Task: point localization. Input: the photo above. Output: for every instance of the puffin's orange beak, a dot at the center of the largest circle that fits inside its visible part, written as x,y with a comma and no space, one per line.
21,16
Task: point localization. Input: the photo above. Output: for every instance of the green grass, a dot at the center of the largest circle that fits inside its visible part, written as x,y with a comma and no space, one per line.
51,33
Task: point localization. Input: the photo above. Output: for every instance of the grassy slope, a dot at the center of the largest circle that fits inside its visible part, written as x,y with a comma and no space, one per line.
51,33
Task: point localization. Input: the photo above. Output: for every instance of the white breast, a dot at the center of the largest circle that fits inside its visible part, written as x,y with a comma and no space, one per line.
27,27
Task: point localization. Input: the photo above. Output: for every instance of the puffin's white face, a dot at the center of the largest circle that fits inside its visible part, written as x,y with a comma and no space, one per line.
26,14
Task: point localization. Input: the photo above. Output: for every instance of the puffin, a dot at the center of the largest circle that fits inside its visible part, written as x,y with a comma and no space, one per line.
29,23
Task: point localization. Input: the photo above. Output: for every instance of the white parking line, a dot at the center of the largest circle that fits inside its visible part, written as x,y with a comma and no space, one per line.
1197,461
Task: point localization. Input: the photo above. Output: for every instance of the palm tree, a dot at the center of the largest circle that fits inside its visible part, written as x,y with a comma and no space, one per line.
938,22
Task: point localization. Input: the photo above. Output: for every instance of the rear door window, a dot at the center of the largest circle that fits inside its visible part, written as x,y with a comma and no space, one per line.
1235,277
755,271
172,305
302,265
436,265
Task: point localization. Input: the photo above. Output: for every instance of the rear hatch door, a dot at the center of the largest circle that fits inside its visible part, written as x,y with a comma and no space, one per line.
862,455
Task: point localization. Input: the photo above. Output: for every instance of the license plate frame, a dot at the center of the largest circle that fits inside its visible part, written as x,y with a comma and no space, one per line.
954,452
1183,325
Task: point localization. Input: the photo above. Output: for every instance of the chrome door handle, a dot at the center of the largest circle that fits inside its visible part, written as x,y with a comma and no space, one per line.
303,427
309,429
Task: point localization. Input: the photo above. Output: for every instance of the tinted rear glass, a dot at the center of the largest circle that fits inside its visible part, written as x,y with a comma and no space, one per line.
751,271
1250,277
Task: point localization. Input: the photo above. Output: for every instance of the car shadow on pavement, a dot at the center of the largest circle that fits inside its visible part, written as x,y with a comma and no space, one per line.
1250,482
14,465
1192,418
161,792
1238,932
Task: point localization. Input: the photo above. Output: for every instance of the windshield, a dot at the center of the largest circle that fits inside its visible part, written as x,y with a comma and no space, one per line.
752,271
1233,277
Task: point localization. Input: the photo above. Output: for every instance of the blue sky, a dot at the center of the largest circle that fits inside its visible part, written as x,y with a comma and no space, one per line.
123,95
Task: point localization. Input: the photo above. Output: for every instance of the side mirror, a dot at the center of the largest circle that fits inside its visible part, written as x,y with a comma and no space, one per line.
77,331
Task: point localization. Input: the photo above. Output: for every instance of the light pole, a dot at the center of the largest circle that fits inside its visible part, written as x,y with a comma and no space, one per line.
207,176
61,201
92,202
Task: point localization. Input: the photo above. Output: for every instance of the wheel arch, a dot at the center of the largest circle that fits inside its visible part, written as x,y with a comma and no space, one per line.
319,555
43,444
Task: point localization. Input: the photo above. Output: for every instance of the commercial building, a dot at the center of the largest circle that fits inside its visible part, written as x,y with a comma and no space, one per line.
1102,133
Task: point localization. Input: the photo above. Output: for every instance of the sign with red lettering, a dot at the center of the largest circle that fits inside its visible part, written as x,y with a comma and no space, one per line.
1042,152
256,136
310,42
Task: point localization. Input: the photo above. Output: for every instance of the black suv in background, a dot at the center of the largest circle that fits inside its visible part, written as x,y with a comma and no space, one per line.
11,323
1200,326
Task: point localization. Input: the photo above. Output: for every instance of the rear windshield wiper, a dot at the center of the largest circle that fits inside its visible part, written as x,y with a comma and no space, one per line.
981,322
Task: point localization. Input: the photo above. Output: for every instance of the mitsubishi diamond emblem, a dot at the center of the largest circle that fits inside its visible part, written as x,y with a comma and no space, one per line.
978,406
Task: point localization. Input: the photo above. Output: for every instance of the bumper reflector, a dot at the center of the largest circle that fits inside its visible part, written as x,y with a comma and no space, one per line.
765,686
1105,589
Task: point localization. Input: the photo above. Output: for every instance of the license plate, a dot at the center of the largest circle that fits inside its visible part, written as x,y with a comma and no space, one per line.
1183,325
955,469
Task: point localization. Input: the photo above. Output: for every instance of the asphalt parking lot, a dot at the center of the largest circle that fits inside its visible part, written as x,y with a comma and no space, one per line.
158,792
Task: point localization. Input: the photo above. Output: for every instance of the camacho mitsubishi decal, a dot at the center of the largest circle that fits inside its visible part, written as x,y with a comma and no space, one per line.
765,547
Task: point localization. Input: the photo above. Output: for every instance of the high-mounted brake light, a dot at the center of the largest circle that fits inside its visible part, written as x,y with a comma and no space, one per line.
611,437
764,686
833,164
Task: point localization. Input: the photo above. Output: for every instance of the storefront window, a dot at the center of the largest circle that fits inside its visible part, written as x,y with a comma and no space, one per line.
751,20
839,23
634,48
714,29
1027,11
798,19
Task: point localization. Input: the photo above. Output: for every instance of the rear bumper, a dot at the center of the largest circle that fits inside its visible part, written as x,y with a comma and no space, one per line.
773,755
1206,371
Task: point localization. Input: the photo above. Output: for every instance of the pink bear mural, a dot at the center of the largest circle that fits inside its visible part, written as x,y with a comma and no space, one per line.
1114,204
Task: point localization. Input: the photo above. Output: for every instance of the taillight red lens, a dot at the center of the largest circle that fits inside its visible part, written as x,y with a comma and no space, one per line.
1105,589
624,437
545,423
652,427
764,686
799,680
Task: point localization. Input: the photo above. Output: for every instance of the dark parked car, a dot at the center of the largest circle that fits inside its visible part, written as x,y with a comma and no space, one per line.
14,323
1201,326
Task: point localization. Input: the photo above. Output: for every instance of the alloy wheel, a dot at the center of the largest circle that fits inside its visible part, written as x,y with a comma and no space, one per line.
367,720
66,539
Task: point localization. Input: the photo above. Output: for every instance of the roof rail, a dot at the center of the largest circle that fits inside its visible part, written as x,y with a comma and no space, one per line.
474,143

####################

__Task requirements__: Transcribe the entire listing above exactly as written.

__Your solution__:
Task: point localization. Input: the photo above. Output: for every instance of the puffin's orange beak, a dot at the center of the largest circle that fits inside its visible part, written as x,y with a comma and no space, one per line.
21,16
Task: point localization. Input: the photo above. Output: for every instance of the green grass, a dot at the center of the largest circle that fits inside its visible part, written as x,y with a comma and no space, one per line.
51,33
Task: point localization. Input: the photo above. Output: for every instance of the grassy slope, a dot at the center of the largest circle that fits inside its visible part, written as x,y with a comma and no space, one per line.
51,33
Task: point localization. Input: the photo above. Output: for every instance of the white breast, a dot at the center of the largest circle that fits inside its visible part, written as x,y with a comma and no space, one per line.
27,27
Task: point localization. Input: the photo above. Output: for every instance of the puffin's white face, a dot at the center of the largest circle that fits inside its visible part, written as x,y with a comma and no space, one per line.
26,14
Task: point localization. Input: the photo above. Output: for every instance of the puffin, a dot at the center of the largest circle that fits inside its visible part, written as x,y with a comma and no space, one per line.
29,23
Task: point localization. Input: the photo above. Output: for every instance of the white parking line, a dot at the center of the largest circle that fits inside its visible part, written as x,y with a comma and no space, one per line.
1197,461
Task: point localization. Input: the photo above. Output: for every instance of the palm tree, a dot at the center of the largest circle that fits inside its visible part, written as x,y with a comma and no space, one per line.
938,22
Task: point localization. Input: the photo above. Output: for every instance of the rear door window, a dot at the center of the largest circle that fits inside its visible part, written as x,y with a comma and no space, one per line.
1235,277
755,271
172,305
302,265
436,265
Task: point localization. Input: the photo above. Output: for every instance of the rear hatch door, a dot at the center of the largest circle that fits inside its visible part, written as x,y with a comma and no space, one per line.
862,455
Task: point localization. Input: the photo above. Output: for every instance of the license plate frame, a dot at the center of the largest circle that fits inside its visible part, written as x,y with a comma and no space, one per line.
954,452
1183,325
Task: point localization. Input: the photo above. Output: for every instance of the chrome door handle, a dot at the center of the largest circle that fits inside its visible part, written as x,y with a comma and no space, one per line.
303,427
309,429
Task: point localization. Input: the photo above. Output: for every instance of the tinted rear glass, a dot at the center of the largest circle that fits inside its visible part, written as x,y with a comma and no space, one per line.
751,271
1250,277
Task: point localization. Input: the photo above. Output: for every instance of the car shadow on pavement, a dot at the center of the largest circle that fits inside its visible part, written as x,y with a comma and no space, one per line.
1250,482
14,465
1192,418
161,792
1238,932
Task: point localization. Input: the photo above. Output: for every instance of the windshield, a dot at the center of the largest circle that fits inside its visible part, written as x,y with a comma and no space, one per line.
752,271
1233,277
Task: point localization. Input: the photo above. Output: for every instance of the blue sky, a dot at the center of the largest circle that fits inside its visible part, written as x,y with a comma and no space, one per line.
123,95
Task: point localization. Input: the photo above. Output: for every instance of the side mirror, a dot at the center of the largest circle that fits inside its visible part, written as x,y with a comma and no space, one per line.
77,331
Task: point localization. Input: the photo above. Output: for every instance of the light pole, a dot at the center of the largest circle that fits inside its visible part, written as x,y with a comma and no space, one per line.
207,176
61,201
92,202
Task: point localization. Input: the photo above. Output: for every instance of the wheel arch, a dot at the center of the largest circle that fits inside its visible part, written as x,y with a comma and no space, one per line.
319,555
43,444
Task: point localization. Input: the photo above. Output: for every instance of the commercial building, a dot at the center of the largest circle that fits inside its visible part, written as x,y with a comma and no space, one per line.
1102,133
Task: point localization. Input: the photo above. Output: for every instance of the sign with red lettering, a dot at the center of the largest circle that fits inside its visible part, written as x,y with a comma and no space, one per line.
1042,152
256,136
310,42
Task: point localization. Input: the photo above. Output: for every instance of the black suv in background, a dot at the center of the largest circle that fits inside its visible part, written as x,y with a comma and no space, one per line.
11,323
1200,326
Task: point localization. Input: the photo above. Output: for every instance of the rear windshield wiper, a dot at the center of the largest circle that fits inside its visible part, written as x,y with a comma and no space, one per line.
981,322
Task: point localization. Input: the photo above. Output: for every instance of the mitsubishi diamond emblem, a dot at the center of the largest circle that fits inside its visible part, written as x,y with a comma and no space, one per line.
978,406
Task: point localization. Input: the photo above. Output: for every instance of the bumper reflector, a dot at the center of the largest circle that fits inside its visible part, written as x,y with a comma and no space, one per line.
765,686
1105,589
Task: point localization. Input: the photo above. Output: for every instance of the license plate, a dot at the center of the largest circle that fits inside its visible part, written as x,y with a comma and no space, one per line.
1183,325
955,469
Task: point localization. Input: the photo above. Output: for every instance of the asphalt parking lot, a dot at the center of the largest circle that fits inside its visible part, written as x,y with a comma and no space, one per line.
158,792
Task: point localization. Input: the photo above. Output: for every instance of the camacho mitsubishi decal, a dot at the center of the largest circle that fits inside its visible part, written as x,y with a comma and no space, one per line.
765,547
Task: point localization. Input: the photo above. Output: for every instance of the high-mounted brake light, a dot at the center of the largest circle that fits inside its visible part, written as x,y with a comma and no space, one per line.
611,437
764,686
833,164
Task: point localization. Input: the photo above. Output: for every instance of the storefront window, a dot at the center of the largest circle that fits inside its visible part, written as x,y with a comma and no space, one per line.
751,20
839,23
634,48
714,29
1027,11
798,19
Task: point localization. Input: the photo above. Output: for every instance of the rear bumper, a dot at the center of the largest circle that fits inside its visible part, written as x,y with a comma and no space, one per line.
773,755
1206,371
Task: point localization. Input: the photo above. Output: for every instance of the pink bear mural, a dot at the center of the largest circle that fits inside its visible part, written as x,y with a comma and no space, one per line.
1114,204
Task: point localization. Input: the photo above. Output: for every instance of the taillight red lens, a dot at the center of the largest circle that fits inside its visible part, written as x,y with a comma and no space, one per line.
1105,589
624,437
545,423
652,427
764,686
799,680
Task: point localization. Input: the photo above. Output: for every instance of the dark parked car, a dot at the center of the largest circle that fits inside its visible part, written as x,y with a comma and no space, one per line.
14,323
1201,326
Task: point localization. Input: the photo above. Output: for every instance of the alloy wheel, a dot at the center of the largest circle that fits inside its visible part, written as x,y with a comma and no space, one per line.
367,720
66,539
Task: point localization. Input: the photo above. Output: for every instance of the roof rail, a dot at the center of the largest circle that fits inside its visible part, written as x,y with a comma and no space, one per line.
474,143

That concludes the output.